━━━ Source document

Annnnnnd.....that's not how it turned out for the first one. Cruz slithered nearly to the end of the primary. Whether his political career will survive and expand is a question that we don't have the luxury or the interest in discussing. Hillary gave it a college try, but this issue has been beaten to death quite thoroughly. The second part of this prediction turned out mostly right. 

-Economy will start to sputter in early/late fall. Fed will hike interest rates 3 times this year.

Nope and nope. One interest rate hike only in December.

-Oil will end the year with an average price of above $50 a barrel for WTI.

Right, but not by much. About $53 as of this writing. Gas for two bucks a gallon is our constitutional right--heh, heh.

-Syrian civil war will stabilize, but not permanently.

If by stable we mean moving to a new level of hell, then yes. Assad and Russia have secured Aleppo and things are bad. 

-ISIL will continue to experience setbacks, but will not be defeated outright.

Yes, but the franchise and ideology is strong.

-Marijuana acceptance will continue to gain traction in U.S.

And, that's a heck yeah. Massachusetts, Florida, etc....all in the gunsights of Mr. Sessions.

-MBTA will putter along. Baker will not be able to make any major changes. The Green Line extension plan will be delayed but not abandoned.

Mostly true, but efforts to secure more Red Line cars are impressive. Baker's team nibbles at the edges of things, securing some union concessions, but no real money for the system.

-Nothing dramatic will happen in Quincy, Mass.

Almost too easy. Downtown development is moving ahead and traffic gets marginally worse each week. All signs of prosperity and joy.

-Housing starts nationally will start to decline towards the end of the year.

Nope. Decent gains, but we see headwinds ahead.

-Europe will lurch more towards the right.

Yes, yes it did.

Thursday, December 22, 2016


Until we get funding for more research, we'll blame it on Renzo Piano. The phenomenon can loosely be called "stripitecture" and it involves wrapping buildings in an expressive fretwork of materials in dominant linear patterns. The method lends a richness to the facade of the structure and creates ambiguity about where walls start. A clever architect can make a series of arguments about how the cladding mediates sun/wind/rain, etc..

It looks expensive, and it is. But so what?

Tuesday, December 20, 2016

a garden runs through it

According to most sources, the agricultural revolution is in its twilight. The next frontier is food storage and distribution. The United States has been dealing with this challenge by growing and processing billions of tons of carbohydrates that can be kept shelf stable for eons. Meat and vegetables, which many people would prefer to eat fresh (or properly aged) present greater logistical problems. Should it be treated from the demand side or the supply side?

Monday, December 19, 2016

the way it is

Urban planning in the United States does not exist. In its place we have the consequential effects of the need to provide space for roads, cars, and buildings. For an object as simple as a single family home the formula is simple: 5000 s.f. for the building lot, of which  2000 s.f. is house footprint, 600 s.f. is driveway, and the balance is front, rear, and side yards.

For commercial buildings, the formula varies more, but a reasonable starting point is to assume that for every square foot of building at least an equal amount will be required for site---and that's at the low end. For strip development, a 1:3 ratio is a safer starting point.

These observations are the work of towers of ilium, and do not constitute an official or reliable analysis.

━━━━━━

Task directions: Which full dates, each with its day of the week, appear in the blog excerpt above?

━━━ Stored rows

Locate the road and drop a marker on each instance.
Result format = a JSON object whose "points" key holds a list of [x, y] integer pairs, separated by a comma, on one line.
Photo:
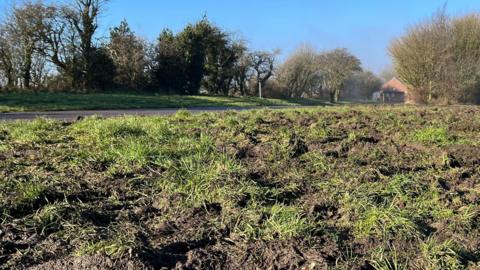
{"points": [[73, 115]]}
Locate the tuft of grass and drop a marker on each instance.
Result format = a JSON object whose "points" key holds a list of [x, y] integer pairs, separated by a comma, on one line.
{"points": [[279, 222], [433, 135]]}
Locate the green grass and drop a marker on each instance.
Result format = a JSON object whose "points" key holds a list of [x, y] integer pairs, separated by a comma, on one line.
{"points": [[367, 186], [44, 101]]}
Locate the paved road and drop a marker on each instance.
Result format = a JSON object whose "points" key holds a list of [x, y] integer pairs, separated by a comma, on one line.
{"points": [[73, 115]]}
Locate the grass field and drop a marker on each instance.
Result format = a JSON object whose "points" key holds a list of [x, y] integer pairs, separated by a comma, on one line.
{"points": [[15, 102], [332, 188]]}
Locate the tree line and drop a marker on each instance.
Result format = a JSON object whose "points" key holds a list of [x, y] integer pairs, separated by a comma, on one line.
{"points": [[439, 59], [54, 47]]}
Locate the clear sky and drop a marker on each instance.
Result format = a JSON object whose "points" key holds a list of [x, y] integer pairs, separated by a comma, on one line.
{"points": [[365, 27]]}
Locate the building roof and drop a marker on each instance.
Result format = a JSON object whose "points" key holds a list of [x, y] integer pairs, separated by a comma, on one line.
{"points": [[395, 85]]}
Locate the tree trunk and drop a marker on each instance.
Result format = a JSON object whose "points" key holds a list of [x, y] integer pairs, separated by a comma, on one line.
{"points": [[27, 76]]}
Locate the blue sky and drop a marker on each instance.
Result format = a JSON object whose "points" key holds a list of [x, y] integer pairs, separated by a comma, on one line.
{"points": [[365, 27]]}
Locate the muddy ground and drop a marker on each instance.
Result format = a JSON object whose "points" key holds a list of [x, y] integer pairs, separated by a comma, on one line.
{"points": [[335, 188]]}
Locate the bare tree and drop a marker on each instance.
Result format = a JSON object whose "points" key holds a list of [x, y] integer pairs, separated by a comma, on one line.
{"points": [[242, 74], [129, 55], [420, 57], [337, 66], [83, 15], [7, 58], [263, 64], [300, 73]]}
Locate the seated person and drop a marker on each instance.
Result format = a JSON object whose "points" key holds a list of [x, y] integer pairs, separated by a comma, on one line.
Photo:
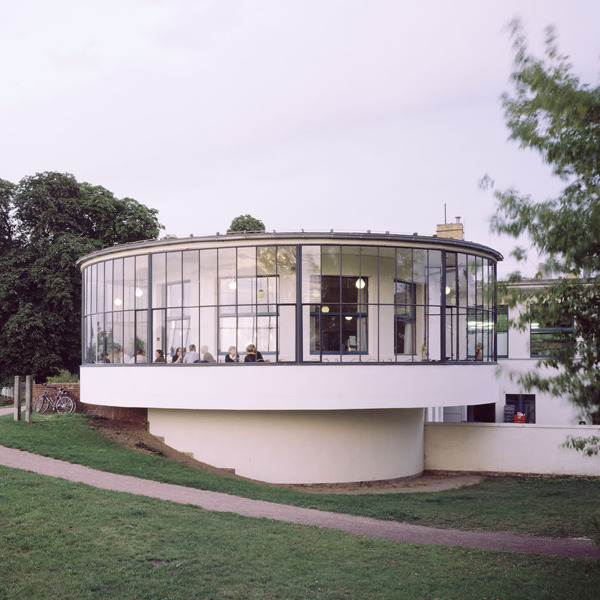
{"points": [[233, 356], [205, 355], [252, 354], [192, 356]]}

━━━━━━
━━━ Stored rows

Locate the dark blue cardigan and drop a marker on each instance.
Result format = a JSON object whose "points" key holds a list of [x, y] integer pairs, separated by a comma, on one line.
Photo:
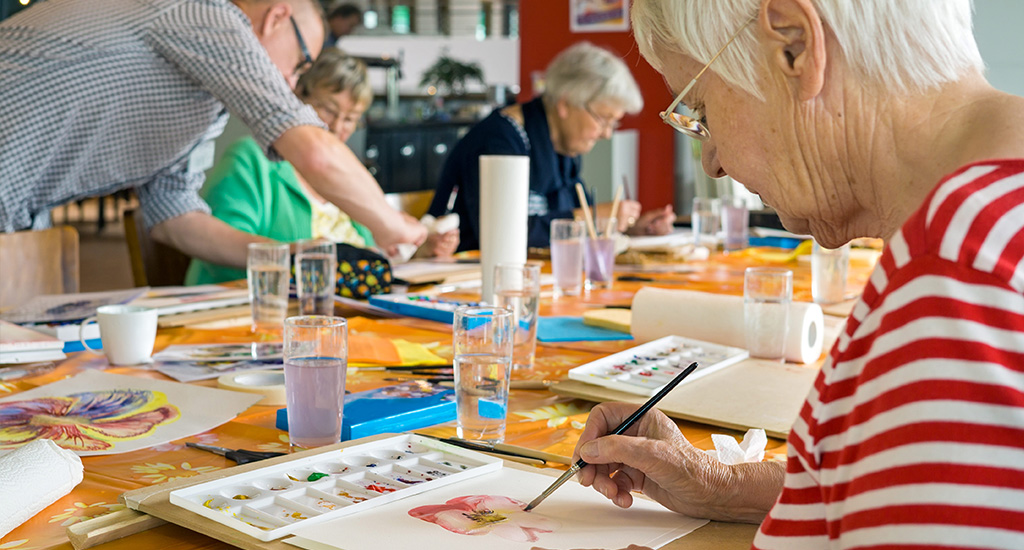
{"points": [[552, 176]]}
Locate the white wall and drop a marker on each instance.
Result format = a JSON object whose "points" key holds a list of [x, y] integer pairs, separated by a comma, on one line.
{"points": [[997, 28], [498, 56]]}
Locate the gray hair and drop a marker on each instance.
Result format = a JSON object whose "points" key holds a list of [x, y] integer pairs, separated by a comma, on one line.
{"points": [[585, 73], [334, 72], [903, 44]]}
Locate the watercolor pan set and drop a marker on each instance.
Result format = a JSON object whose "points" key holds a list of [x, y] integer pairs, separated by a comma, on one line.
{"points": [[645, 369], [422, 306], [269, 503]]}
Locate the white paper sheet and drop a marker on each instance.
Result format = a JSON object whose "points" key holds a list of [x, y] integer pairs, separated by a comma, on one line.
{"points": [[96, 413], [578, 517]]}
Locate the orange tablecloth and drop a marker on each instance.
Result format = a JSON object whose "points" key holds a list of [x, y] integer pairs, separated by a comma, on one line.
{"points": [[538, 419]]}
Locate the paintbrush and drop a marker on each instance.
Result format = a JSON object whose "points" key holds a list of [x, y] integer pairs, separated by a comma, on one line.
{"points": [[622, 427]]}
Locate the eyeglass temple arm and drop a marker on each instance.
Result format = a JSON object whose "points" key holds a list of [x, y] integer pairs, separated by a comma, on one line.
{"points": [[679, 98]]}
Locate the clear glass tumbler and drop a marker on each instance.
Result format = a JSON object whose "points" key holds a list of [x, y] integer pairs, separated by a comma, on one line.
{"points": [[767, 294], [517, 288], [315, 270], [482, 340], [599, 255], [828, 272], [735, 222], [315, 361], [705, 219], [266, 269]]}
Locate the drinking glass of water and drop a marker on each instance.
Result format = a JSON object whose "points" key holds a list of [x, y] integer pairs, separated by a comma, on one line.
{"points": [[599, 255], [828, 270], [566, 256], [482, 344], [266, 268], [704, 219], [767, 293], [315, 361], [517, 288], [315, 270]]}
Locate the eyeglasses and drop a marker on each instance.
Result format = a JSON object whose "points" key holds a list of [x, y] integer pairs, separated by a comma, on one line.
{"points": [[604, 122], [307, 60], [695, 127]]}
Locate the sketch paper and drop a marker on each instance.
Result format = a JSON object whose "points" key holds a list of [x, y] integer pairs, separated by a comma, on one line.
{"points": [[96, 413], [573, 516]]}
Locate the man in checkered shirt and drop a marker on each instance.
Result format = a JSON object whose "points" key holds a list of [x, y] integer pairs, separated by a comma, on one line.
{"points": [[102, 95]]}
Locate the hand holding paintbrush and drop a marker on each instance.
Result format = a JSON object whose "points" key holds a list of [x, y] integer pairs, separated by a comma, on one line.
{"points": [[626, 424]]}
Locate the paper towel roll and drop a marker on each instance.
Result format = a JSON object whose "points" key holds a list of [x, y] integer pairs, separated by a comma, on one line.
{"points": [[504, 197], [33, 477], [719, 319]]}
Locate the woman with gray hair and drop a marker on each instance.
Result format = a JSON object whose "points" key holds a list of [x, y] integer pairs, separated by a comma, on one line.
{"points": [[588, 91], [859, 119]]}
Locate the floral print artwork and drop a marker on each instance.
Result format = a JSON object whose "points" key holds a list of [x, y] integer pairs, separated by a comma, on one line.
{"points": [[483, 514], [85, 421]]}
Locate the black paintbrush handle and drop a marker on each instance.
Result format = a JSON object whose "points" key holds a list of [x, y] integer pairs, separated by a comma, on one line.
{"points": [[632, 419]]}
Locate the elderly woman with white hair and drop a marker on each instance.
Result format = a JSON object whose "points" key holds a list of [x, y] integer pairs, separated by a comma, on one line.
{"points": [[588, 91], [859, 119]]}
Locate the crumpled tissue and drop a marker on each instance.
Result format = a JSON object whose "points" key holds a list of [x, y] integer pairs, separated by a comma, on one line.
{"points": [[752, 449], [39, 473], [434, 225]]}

━━━━━━
━━━ Stored rows

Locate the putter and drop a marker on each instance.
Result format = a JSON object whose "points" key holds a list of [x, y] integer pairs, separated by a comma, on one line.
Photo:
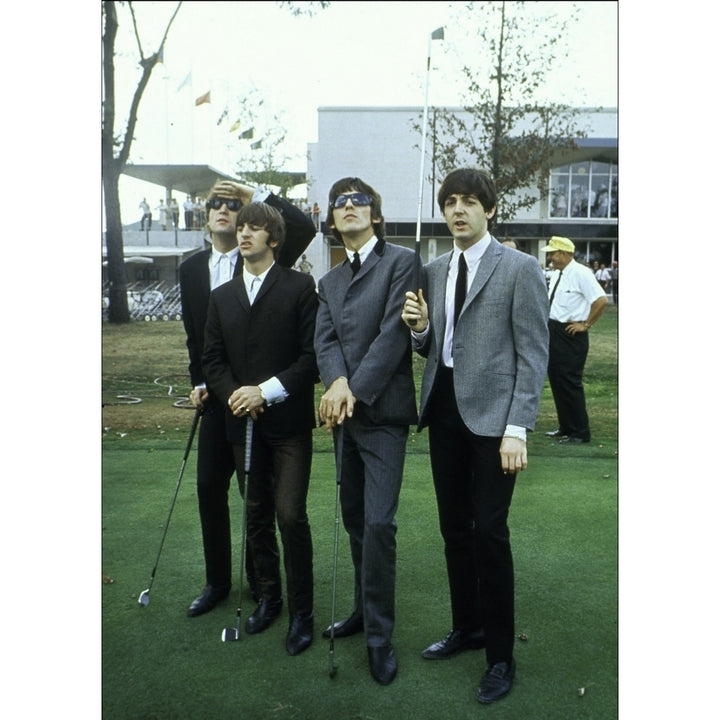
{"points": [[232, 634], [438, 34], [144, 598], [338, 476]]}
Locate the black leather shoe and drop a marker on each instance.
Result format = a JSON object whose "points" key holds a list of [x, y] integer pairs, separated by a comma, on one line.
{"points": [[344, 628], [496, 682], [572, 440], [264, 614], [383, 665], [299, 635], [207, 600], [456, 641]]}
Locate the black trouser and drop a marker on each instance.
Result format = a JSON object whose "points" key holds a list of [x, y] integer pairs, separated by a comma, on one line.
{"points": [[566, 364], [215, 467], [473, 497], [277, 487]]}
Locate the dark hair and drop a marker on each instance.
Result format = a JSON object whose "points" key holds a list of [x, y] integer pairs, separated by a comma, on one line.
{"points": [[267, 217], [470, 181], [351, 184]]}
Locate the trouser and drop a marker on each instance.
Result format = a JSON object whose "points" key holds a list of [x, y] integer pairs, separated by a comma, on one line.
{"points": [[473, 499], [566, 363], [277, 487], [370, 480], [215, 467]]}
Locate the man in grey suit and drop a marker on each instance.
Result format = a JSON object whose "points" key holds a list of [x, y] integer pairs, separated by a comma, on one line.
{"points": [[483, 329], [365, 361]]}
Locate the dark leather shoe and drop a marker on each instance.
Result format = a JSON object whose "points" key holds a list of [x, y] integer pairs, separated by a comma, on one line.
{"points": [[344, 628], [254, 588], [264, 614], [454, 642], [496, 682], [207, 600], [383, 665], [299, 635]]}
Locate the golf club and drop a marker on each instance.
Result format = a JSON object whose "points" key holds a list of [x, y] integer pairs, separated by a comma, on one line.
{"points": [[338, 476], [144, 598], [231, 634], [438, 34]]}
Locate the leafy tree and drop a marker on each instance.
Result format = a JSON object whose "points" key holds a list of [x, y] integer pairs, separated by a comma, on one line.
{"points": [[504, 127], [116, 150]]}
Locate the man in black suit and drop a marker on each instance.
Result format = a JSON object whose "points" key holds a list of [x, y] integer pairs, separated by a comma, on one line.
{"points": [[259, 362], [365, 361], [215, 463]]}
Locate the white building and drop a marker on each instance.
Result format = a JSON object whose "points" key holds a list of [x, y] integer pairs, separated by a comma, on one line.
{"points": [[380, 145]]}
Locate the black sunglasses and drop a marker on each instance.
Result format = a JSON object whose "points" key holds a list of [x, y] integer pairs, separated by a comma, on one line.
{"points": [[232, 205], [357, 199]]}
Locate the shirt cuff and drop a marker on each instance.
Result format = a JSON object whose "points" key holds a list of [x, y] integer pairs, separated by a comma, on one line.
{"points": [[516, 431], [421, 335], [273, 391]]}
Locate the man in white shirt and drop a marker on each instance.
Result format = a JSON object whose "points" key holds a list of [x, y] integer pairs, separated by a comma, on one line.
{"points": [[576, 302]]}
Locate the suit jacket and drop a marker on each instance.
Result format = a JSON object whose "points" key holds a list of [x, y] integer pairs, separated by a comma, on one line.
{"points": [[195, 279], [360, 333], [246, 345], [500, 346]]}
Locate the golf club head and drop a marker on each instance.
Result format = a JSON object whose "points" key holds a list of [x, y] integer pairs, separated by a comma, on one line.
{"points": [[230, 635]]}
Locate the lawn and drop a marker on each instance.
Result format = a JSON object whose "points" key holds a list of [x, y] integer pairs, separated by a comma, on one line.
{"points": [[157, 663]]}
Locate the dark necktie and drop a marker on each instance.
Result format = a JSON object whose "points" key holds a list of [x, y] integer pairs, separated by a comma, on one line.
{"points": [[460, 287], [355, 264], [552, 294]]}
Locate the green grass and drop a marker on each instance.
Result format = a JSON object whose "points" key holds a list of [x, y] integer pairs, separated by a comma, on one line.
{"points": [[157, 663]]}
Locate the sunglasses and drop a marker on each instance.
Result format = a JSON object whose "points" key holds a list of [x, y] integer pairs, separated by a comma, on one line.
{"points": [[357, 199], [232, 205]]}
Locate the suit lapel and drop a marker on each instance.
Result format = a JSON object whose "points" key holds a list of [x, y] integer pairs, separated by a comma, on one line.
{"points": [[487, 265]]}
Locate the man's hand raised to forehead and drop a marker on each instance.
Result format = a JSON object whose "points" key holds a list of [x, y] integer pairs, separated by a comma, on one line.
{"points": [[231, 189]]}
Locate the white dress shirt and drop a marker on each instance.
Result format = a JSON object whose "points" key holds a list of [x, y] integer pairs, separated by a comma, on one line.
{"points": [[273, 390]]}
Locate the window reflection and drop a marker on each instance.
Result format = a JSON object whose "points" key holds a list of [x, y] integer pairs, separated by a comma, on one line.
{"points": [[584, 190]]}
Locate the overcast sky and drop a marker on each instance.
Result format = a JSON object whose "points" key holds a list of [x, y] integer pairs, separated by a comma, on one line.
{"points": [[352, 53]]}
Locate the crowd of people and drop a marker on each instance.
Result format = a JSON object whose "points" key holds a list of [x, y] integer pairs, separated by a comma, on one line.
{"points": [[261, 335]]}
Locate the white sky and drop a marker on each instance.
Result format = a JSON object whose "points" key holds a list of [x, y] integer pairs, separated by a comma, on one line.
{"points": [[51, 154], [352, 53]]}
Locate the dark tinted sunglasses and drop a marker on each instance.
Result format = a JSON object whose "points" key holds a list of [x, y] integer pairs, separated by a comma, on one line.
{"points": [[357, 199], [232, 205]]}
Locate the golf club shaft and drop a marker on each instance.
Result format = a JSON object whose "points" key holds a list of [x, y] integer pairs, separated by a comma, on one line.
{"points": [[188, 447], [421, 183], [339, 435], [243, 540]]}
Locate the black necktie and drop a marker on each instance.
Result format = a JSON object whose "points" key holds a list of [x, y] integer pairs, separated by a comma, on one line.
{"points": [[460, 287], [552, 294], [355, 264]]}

━━━━━━

Response to this exercise:
Thursday, December 22, 2016
Tuesday, December 20, 2016
Monday, December 19, 2016